#### [Stated goal]
Please show every row below that contains the word "blue", copying each such row in full.

#### [Supplied records]
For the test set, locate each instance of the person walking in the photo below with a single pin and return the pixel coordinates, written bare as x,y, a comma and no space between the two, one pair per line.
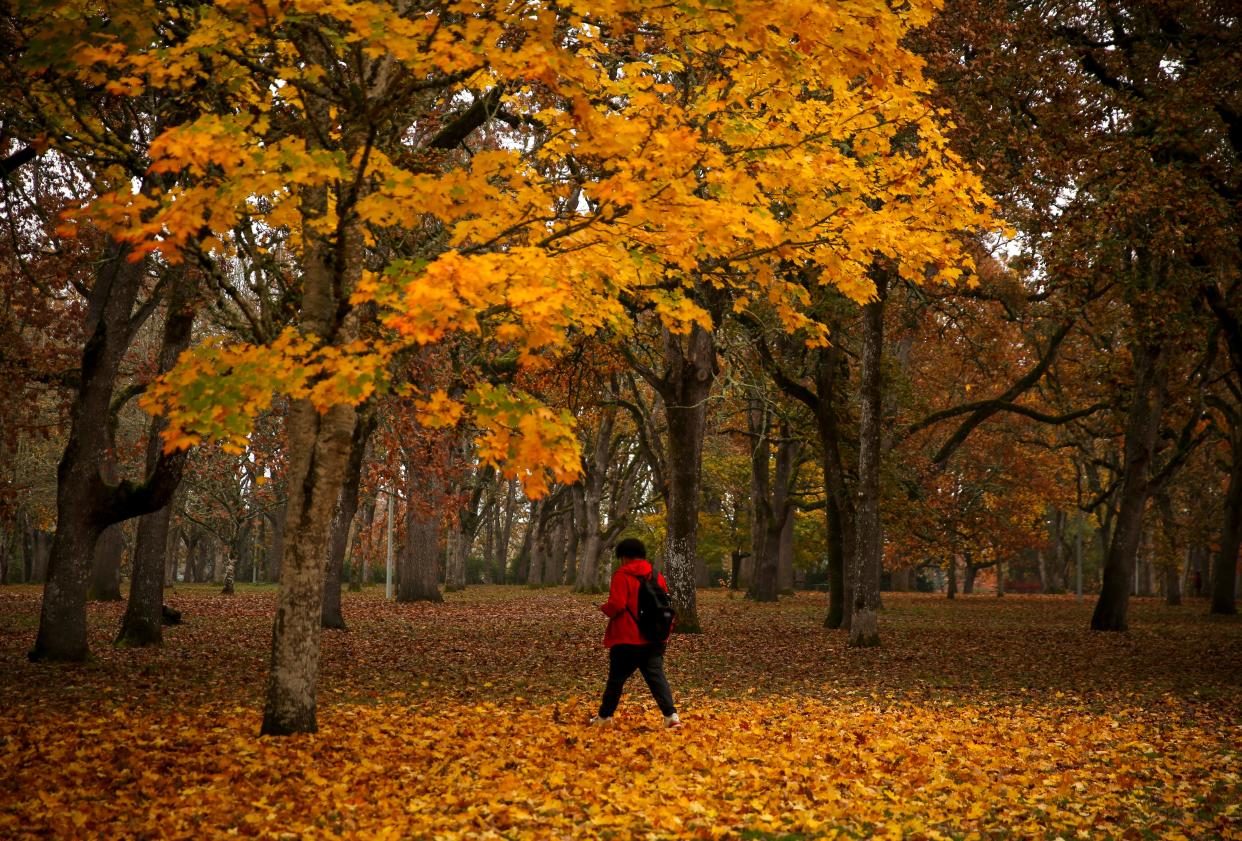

---

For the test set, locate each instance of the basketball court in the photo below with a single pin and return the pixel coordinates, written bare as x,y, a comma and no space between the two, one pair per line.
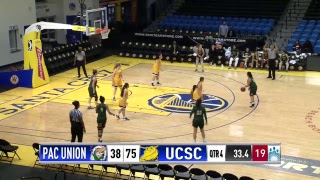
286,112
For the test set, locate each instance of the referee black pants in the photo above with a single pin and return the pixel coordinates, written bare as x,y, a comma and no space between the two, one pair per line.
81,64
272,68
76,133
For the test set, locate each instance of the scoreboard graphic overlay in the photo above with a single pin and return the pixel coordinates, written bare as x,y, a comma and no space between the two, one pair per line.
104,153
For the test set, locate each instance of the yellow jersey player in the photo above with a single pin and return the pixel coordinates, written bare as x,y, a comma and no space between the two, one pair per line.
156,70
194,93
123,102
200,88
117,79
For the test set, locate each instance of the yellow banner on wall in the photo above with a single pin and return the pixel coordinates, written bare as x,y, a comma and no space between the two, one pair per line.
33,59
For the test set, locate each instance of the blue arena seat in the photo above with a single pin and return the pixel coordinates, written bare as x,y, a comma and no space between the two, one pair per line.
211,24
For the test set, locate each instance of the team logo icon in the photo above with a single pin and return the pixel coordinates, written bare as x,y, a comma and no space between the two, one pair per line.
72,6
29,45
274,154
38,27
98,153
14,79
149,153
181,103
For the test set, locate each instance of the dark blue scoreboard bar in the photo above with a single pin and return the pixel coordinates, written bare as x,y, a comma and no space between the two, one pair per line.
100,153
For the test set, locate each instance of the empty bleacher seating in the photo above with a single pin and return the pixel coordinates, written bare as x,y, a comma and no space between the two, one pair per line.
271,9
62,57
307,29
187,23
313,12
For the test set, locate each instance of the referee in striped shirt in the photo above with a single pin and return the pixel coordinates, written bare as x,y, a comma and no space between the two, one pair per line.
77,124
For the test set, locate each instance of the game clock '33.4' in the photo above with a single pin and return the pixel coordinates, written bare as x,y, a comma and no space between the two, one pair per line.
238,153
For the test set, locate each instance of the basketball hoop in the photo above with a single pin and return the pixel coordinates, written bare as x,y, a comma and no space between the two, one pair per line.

#### [Expected answer]
For the test set, locate each instance of the blue arena seat in the photo above with a single pin and return the pixel coordinates, written bare as x,y, a comma and no space between the two, one pair per line.
For the test set, locate each instance of the dark blue scoreboard bar in the photo above with a single pin and return the pixel coordinates, written bare as x,y, a comma and no space between the two, one pair per line.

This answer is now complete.